What you are asked to do — Print the listing below line for line, with every character and space kept the same.

Records shown —
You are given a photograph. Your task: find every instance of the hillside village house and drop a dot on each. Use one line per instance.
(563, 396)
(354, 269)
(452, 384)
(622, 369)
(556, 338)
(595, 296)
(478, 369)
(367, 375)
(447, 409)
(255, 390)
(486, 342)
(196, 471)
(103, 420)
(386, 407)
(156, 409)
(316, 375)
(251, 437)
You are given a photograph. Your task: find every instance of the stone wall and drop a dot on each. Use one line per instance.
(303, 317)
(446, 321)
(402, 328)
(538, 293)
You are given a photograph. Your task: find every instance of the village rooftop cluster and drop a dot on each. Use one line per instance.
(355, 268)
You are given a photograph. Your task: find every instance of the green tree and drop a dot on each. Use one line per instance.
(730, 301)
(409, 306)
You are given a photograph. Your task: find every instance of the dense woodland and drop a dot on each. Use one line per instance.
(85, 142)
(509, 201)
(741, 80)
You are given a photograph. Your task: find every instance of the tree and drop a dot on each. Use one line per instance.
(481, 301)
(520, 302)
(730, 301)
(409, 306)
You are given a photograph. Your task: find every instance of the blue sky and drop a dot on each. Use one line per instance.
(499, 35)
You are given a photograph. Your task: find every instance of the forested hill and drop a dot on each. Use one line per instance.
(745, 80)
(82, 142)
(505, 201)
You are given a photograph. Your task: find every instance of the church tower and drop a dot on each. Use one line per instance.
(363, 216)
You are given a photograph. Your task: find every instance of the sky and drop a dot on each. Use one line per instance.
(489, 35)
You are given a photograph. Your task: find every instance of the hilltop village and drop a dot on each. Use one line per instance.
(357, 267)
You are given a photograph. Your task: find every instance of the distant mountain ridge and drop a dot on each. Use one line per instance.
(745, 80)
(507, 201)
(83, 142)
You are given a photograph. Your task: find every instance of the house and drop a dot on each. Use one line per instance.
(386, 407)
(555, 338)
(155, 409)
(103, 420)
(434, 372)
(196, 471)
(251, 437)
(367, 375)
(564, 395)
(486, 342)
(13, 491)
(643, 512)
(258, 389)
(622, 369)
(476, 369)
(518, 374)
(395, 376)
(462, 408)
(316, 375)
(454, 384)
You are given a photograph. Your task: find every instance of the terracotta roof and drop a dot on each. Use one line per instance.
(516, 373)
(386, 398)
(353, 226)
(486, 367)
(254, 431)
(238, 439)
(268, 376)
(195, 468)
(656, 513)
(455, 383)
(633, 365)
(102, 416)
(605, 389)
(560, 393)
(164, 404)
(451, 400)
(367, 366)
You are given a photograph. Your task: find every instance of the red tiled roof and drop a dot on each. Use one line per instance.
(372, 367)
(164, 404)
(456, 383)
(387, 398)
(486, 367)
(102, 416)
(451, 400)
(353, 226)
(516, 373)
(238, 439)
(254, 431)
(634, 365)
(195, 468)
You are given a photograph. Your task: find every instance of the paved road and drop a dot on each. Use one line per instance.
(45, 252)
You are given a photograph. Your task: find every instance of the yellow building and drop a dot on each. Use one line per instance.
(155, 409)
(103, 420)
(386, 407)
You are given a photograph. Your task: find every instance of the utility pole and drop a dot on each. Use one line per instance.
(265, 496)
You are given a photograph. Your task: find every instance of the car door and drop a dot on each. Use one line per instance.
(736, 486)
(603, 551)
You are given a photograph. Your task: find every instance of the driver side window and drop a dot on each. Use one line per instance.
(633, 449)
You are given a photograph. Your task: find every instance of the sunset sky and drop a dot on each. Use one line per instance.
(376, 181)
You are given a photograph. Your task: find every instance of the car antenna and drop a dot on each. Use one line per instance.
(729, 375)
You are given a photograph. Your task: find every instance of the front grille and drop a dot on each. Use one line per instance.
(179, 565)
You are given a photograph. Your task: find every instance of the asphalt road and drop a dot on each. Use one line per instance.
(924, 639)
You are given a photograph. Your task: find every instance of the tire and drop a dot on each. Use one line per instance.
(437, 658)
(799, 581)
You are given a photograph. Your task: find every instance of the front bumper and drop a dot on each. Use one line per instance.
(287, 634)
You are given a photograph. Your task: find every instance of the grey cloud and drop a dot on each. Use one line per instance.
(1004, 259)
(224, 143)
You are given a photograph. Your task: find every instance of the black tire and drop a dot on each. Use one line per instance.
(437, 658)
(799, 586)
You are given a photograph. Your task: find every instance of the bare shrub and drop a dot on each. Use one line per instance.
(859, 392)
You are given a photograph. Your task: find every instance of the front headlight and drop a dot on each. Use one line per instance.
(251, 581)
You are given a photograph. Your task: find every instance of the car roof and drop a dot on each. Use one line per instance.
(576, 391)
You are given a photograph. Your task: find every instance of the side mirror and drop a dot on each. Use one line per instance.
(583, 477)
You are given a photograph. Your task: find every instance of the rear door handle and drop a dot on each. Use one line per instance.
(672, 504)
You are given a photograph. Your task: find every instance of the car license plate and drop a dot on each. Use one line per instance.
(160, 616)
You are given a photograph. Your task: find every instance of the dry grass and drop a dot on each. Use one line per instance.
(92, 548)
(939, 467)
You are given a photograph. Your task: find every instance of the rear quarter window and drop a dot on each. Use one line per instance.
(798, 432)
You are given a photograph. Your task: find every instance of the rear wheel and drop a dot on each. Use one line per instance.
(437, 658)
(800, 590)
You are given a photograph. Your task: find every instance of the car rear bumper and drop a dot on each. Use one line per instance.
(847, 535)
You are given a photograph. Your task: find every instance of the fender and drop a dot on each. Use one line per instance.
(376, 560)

Correct response —
You are given a photograph. Your task: find every instance of the hillside village house and drop a dot on each. Use one line per instance.
(563, 396)
(354, 269)
(452, 384)
(622, 369)
(556, 338)
(595, 296)
(478, 369)
(367, 375)
(447, 409)
(255, 390)
(486, 342)
(196, 471)
(103, 420)
(386, 407)
(156, 409)
(316, 375)
(251, 437)
You are given a photograph. Your task: find every instance of the stone wall and drop a dot on each. Use one line per instance.
(303, 317)
(446, 321)
(402, 328)
(538, 293)
You are given a photograph. Your task: find every instance of the village rooftop cluster and drop a dot on each. Use one line per instance.
(355, 268)
You are given a photograph. Your task: find every instance of the green tree and drop a dot on each. Use one line per instance.
(730, 301)
(409, 306)
You are given a photograph. Your task: find every instance of the dense woodland and drop a dot on each. Use one line per instance.
(85, 142)
(509, 201)
(741, 80)
You are given a photograph. Your task: find every instance of the tree and drop a dot on each. Use one line per instance.
(481, 301)
(520, 302)
(730, 301)
(409, 306)
You are given a photograph. Your task: find every instance of the blue sky and drop a dot on each. Use one line per instance.
(499, 35)
You are given a photograph. Your task: find every instance of the forested hill and drop a dot on each. Use one line per instance.
(745, 80)
(82, 142)
(505, 201)
You are given a photograph. Your task: find every instance of the church tower and drop a dot on each. Use one line per instance.
(363, 216)
You are given a photograph. Your task: find every instance of the sky and drop a dot on each. Use one line per instance.
(489, 35)
You are given a photograph. Your task: find every instance of the hilltop village and drop a dot on each. Use one line per instance.
(357, 267)
You are given a photograph. Your task: find every instance of the distant mountain ridge and drop a dot on each. Use one line per instance.
(745, 80)
(507, 201)
(83, 142)
You are given a photograph. Your task: find every instance of the house and drop a dot on each. Use one line per instance.
(386, 407)
(555, 338)
(155, 409)
(103, 420)
(434, 372)
(196, 471)
(251, 437)
(367, 375)
(564, 395)
(486, 342)
(13, 491)
(643, 512)
(258, 389)
(622, 369)
(476, 369)
(518, 374)
(395, 376)
(462, 408)
(316, 375)
(454, 384)
You are given a photograph. Your task: find every instance of the terracotta roof and drop a dot on each. Use one line per instance.
(516, 373)
(386, 398)
(353, 226)
(486, 367)
(254, 431)
(238, 439)
(268, 376)
(195, 468)
(656, 513)
(455, 383)
(633, 365)
(102, 416)
(605, 389)
(560, 393)
(164, 404)
(451, 400)
(367, 366)
You are given a photograph. Your task: find every instance of the red tiled roof and drop a dot on each. Use one line per instance.
(372, 367)
(164, 404)
(456, 383)
(387, 398)
(486, 367)
(102, 416)
(451, 400)
(353, 226)
(516, 373)
(238, 439)
(254, 431)
(634, 365)
(195, 468)
You are given a photograph. Your task: find every instance of the paved road and drop a dot on each. Use one line per instance.
(45, 252)
You are given a photograph. Your task: find every instance of the yellow building and drop a dot on each. Use one line per instance.
(155, 409)
(103, 420)
(386, 407)
You are given a photograph. Your task: find every instance of the utility pole and drop a dot on each. Use one line per instance.
(265, 496)
You are given a photograph. Your task: find every instance of the car door and drop a dot on each. Use one line per instance.
(736, 486)
(603, 551)
You are given a photograph. Your task: find every instance of the driver side window and drop a dot on each. Use one line per instance.
(633, 449)
You are given a photograph. Your task: find every instance of the sunset sky and drop a dot on each. Use one line per instance.
(376, 181)
You are given a photograph. Your task: find every instance of the car antenna and drop a dot on each. Use one line per instance.
(729, 375)
You are given a photograph. Your task: find every instance of the front grille and drop a dot on each. Use one line per instance.
(179, 565)
You are given a photograph. Your task: find every instance of the asphalt road and drop a dot on each. Use one line per instance.
(924, 639)
You are given a photograph. Your task: find every instance of the tire and drop a dot on each. Use one line per instance.
(437, 658)
(799, 581)
You are given a photograph. Your task: find every instance of the front bumper and drop a dot on each. Use one line per instance.
(287, 634)
You are given a photograph. Your task: find every instance of the grey cloud and drop a dot on each. Use one line per instance.
(1004, 259)
(224, 143)
You are given a photograph. Your task: find every instance of the black tire and drop a dot on each. Use one line per instance.
(437, 658)
(799, 586)
You are given a photograph. Your task: find every instance of the bare shrub and drop a dot on each. Use one line per instance.
(859, 392)
You are given a photograph. Your task: find every instance of the front headlight and drop a dot on each. Use one line per instance.
(251, 581)
You are given a photograph. Your task: find every instance of the car roof and drop a dot on each. Use one line per instance.
(576, 391)
You are given a photograph. Your task: find every instance of the side mirror and drop a dot on each. Use one line per instance.
(583, 477)
You are given a photograph. Your task: find every instance of the rear door handle and drop a dot on each. Use one line per instance.
(672, 504)
You are given a photograph. Your task: find every instance of the car license plate and drop a dot on each. Use one line per instance.
(160, 616)
You are given a photograph. Your task: find every instance of the dry grass and drop a dot on each. Use one line per instance.
(92, 548)
(939, 467)
You are given a photograph. Your task: find every instance of the rear quarter window and drop a dot on each. Use one line per instance.
(798, 432)
You are given a photograph. Your task: find every instance of the rear wheel and drop a dot on each. Use one line per instance.
(437, 658)
(800, 590)
You are given a photograph. Your task: find every instance of the car rear bumper and drop a dot on each. Use one line per instance.
(847, 535)
You are given a photograph. Your task: find every instance of the fender and drop a dot on each. Use one line per instance.
(376, 560)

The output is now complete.